Extract provided:

>>

HACKING.org



Algorithm
Background reading: CRDT
This packages implements the Logoot split algorithm
  André, Luc, et al. "Supporting adaptable granularity of changes for massive-scale collaborative editing." 9th IEEE International Conference on Collaborative Computing: Networking, Applications and Worksharing. IEEE, 2013.
The CRDT-ID blocks are implemented by text property =’crdt-id=.
  A continous range of text with the same =’crdt-id= property represent a CRDT-ID block.
  The =’crdt-id= is a a cons of (ID-STRING . END-OF-BLOCK-P),
  where ID-STRING represent the CRDT-ID of the leftmost character in the block.
  If END-OF-BLOCK-P is NIL, the block is a non-rightmost segment splitted from a larger block,
  so insertion at the right of this block shouldn’t be merged into the block by sharing the base CRDT-ID and increasing offset.
ID-STRING is a unibyte string representing a CRDT-ID (for efficient comparison).
  Every two bytes represent a big endian encoded integer.
  For base IDs, last two bytes are always representing Site ID.
  Stored strings are BASE-ID:OFFSETs. So the last two bytes represent offset,
  and second last two bytes represent Site ID.
Protocol
Text-based version
  (it should be easy to migrate to a binary version.  Using text for better debugging for now)
Note: Starting from v0.3.0, we separate User IDs and Site IDs.
  Site IDs are buffer local and temporarily assigned to users with writable access.
Every message takes the form (type . body)

  Text Editing
    A peer must obtain a site-id before performing the following operations,
    by remote calling crdt-get-write-access. See Remote Function.
    
      insert

        body takes the form (buffer-name user-id crdt-id position-hint content)
        
          
position-hint is the buffer position where the operation happens at the site
            which generates the operation.  Then we can play the trick that start search
            near this position at other sites to speedup CRDT ID search
          
content is the string to be inserted
        
      
      delete

        body takes the form (buffer-name user-id position-hint . crdt-id-list)
        
          
crdt-id-list is generated from CRDT--DUMP-IDS from the deleted text
        
      
      cursor

        body takes the form
        (buffer-name user-id point-position-hint point-crdt-id mark-position-hint mark-crdt-id)
        *-crdt-id can be either a CRDT ID, or
        
          
nil, which means clear the point/mark
          =”“=, which means (point-max)

        
      
    
  
  Contact information
    
      contact

        body takes the form (user-id slot value)
        
          
slot can be one of
            name host service focus
            
          
        
      
      leave

        body takes the form (user-id)
        This message is sometime sent from client to server to indicate disconnection,
          if the underlying proxy doesn’t indicate disconnection properly.
      
    
  
  Login
    
      hello

        This message is sent from client to server, when a client connect to the server.
        body takes the form (protocol-version &optional response)

      challenge

        body takes the form (salt)

      login

        It’s always sent after server receives a hello message.
        Assigns a User ID to the client
        body takes the form (user-id).
    
  
  Initial Synchronization
    
      sync

        This message is sent from server to client to get it sync to the state on the server.
        Might be used for other optimization in the future.
        One optimization I have in mind is let server try to merge all CRDT item into a single
        one and try to synchronize this state to clients at best effort.

<<

Listing:
>>

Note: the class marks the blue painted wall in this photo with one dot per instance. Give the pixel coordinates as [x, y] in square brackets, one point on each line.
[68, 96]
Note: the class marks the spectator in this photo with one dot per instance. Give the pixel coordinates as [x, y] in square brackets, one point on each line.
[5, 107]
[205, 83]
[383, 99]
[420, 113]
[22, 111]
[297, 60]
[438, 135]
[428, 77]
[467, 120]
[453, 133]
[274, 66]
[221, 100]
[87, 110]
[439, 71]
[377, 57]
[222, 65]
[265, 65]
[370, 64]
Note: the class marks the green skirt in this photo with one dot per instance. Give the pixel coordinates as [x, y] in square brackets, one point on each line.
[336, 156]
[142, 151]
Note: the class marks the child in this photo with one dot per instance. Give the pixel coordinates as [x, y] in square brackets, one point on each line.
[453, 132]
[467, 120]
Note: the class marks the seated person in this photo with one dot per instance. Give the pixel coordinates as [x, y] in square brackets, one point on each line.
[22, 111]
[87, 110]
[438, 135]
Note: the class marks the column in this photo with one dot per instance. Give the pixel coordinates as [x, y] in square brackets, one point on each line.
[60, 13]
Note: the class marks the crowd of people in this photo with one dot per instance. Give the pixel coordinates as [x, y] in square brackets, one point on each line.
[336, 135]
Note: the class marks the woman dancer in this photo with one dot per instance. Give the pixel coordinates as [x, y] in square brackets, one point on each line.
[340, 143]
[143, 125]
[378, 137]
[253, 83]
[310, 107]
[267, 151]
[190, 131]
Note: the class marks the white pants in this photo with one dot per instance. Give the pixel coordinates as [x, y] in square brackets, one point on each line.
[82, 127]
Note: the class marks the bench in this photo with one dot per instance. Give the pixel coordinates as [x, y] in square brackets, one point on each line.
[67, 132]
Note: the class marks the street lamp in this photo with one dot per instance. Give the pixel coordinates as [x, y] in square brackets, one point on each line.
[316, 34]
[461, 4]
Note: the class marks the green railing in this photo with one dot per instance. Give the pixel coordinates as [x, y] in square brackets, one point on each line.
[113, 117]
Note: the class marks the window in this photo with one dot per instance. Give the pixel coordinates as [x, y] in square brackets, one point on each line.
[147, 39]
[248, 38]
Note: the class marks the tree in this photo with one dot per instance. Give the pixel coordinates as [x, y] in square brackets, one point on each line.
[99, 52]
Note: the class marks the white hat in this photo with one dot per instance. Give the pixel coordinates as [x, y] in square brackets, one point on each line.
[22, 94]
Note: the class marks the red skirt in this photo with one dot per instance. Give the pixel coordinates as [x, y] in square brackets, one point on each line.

<<

Exercise description: Reproduce a passage from the CRDT protocol notes above, beginning at the words "The =’crdt-id= is" and stopping after "represent Site ID.".

Complete answer:
The =’crdt-id= is a a cons of (ID-STRING . END-OF-BLOCK-P),
  where ID-STRING represent the CRDT-ID of the leftmost character in the block.
  If END-OF-BLOCK-P is NIL, the block is a non-rightmost segment splitted from a larger block,
  so insertion at the right of this block shouldn’t be merged into the block by sharing the base CRDT-ID and increasing offset.
ID-STRING is a unibyte string representing a CRDT-ID (for efficient comparison).
  Every two bytes represent a big endian encoded integer.
  For base IDs, last two bytes are always representing Site ID.
  Stored strings are BASE-ID:OFFSETs. So the last two bytes represent offset,
  and second last two bytes represent Site ID.